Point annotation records
- - - - -
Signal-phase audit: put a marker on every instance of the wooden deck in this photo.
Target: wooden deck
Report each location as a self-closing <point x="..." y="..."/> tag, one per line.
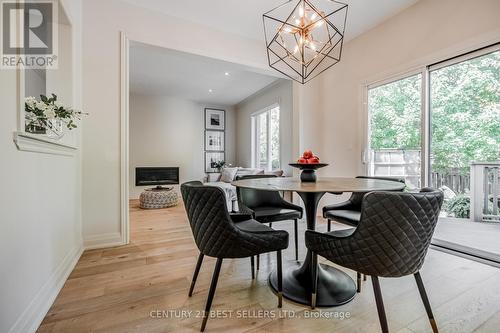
<point x="121" y="289"/>
<point x="478" y="238"/>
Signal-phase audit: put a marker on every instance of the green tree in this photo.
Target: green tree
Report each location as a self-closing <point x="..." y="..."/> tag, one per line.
<point x="465" y="114"/>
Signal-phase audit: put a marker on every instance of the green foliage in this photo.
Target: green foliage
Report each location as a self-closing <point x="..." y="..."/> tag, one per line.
<point x="459" y="206"/>
<point x="395" y="114"/>
<point x="465" y="111"/>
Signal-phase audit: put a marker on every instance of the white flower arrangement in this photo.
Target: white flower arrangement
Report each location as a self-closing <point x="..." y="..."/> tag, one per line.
<point x="43" y="113"/>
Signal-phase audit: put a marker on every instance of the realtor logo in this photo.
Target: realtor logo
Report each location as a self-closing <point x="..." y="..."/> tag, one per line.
<point x="29" y="34"/>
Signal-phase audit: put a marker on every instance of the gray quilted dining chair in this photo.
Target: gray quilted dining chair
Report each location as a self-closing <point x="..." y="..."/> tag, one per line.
<point x="391" y="240"/>
<point x="217" y="235"/>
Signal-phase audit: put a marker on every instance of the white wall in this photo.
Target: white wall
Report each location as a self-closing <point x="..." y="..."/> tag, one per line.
<point x="103" y="21"/>
<point x="167" y="131"/>
<point x="40" y="229"/>
<point x="430" y="30"/>
<point x="278" y="92"/>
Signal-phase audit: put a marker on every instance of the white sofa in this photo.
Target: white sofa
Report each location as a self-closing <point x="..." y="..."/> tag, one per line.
<point x="230" y="190"/>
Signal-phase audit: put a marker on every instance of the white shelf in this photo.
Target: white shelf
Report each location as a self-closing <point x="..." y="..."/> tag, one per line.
<point x="38" y="143"/>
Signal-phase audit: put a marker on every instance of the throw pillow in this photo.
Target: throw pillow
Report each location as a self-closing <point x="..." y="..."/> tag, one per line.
<point x="277" y="173"/>
<point x="228" y="174"/>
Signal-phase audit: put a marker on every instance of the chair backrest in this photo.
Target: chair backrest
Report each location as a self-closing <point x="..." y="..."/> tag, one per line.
<point x="395" y="231"/>
<point x="357" y="198"/>
<point x="257" y="198"/>
<point x="212" y="227"/>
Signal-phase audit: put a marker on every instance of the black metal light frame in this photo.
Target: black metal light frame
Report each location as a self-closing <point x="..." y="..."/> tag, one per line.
<point x="305" y="77"/>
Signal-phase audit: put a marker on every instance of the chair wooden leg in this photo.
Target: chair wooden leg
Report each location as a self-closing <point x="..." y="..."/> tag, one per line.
<point x="280" y="278"/>
<point x="196" y="272"/>
<point x="252" y="266"/>
<point x="314" y="279"/>
<point x="425" y="300"/>
<point x="380" y="304"/>
<point x="295" y="225"/>
<point x="211" y="293"/>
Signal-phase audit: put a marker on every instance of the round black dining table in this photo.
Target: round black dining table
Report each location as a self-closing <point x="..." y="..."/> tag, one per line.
<point x="334" y="286"/>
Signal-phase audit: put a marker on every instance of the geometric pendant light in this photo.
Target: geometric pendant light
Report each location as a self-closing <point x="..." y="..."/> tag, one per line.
<point x="304" y="38"/>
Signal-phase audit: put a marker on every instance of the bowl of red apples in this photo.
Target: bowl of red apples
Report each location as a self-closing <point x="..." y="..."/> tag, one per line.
<point x="308" y="163"/>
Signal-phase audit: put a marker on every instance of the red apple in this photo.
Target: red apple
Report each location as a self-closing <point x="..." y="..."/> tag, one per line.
<point x="307" y="154"/>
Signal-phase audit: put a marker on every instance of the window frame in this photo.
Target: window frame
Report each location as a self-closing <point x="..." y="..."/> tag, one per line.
<point x="255" y="129"/>
<point x="425" y="127"/>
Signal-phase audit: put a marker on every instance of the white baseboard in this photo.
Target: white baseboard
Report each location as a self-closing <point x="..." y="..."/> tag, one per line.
<point x="32" y="317"/>
<point x="103" y="241"/>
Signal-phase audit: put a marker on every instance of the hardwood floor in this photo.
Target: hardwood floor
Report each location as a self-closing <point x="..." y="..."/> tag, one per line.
<point x="132" y="289"/>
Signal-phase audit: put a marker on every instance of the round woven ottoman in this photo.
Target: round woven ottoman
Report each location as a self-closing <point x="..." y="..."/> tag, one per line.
<point x="157" y="198"/>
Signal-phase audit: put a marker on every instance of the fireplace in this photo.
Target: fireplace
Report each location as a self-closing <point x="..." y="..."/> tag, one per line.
<point x="147" y="176"/>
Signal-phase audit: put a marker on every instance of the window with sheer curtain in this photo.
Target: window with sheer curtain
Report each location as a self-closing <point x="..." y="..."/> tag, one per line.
<point x="266" y="138"/>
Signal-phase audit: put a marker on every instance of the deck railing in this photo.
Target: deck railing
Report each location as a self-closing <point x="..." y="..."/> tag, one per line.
<point x="485" y="190"/>
<point x="455" y="180"/>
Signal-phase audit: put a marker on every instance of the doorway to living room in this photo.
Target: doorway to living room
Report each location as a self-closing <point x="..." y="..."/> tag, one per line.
<point x="182" y="124"/>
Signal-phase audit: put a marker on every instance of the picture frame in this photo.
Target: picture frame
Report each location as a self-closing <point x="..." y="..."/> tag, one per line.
<point x="215" y="119"/>
<point x="214" y="140"/>
<point x="211" y="158"/>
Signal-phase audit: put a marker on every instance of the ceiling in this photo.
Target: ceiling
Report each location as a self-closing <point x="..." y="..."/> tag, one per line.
<point x="244" y="17"/>
<point x="160" y="71"/>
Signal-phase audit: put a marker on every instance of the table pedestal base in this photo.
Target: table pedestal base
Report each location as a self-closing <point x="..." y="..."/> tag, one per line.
<point x="334" y="286"/>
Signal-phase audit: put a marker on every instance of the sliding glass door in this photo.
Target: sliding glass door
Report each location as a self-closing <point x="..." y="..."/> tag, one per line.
<point x="465" y="131"/>
<point x="437" y="125"/>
- - - - -
◆ **What to produce**
Return exactly the lines of the data, and only those, from the line with "room in this photo." through the last line, inclusive.

◆ **Result of this task**
Signal-phase audit: put a marker on every instance of the doorway to living room in this photo.
Target: doorway to living room
Report each location as a self-closing <point x="..." y="..."/> tag, one per line.
<point x="182" y="124"/>
Signal-phase audit: put a marker on every instance of the picture frame in this photo.
Target: picture frame
Report each location as a self-closing <point x="..." y="..."/> tag, one per line.
<point x="215" y="119"/>
<point x="214" y="140"/>
<point x="211" y="158"/>
Signal-phase audit: put a marker on every instance of the ceiling in this photo.
Target: ceiling
Report each location as a self-closing <point x="..." y="..."/> tag, one per line.
<point x="244" y="17"/>
<point x="160" y="71"/>
Signal-phase audit: put a marker on every instance of the table pedestal base in this photo.
Target: table pedestal base
Report each location as a self-closing <point x="..." y="..."/> tag, one per line.
<point x="334" y="286"/>
Signal-phase audit: put a marker on every instance of the sliding glass door in this photo.
Target: sliding glass door
Report each location as a self-closing <point x="..." y="..."/> tag, one per line.
<point x="465" y="131"/>
<point x="437" y="125"/>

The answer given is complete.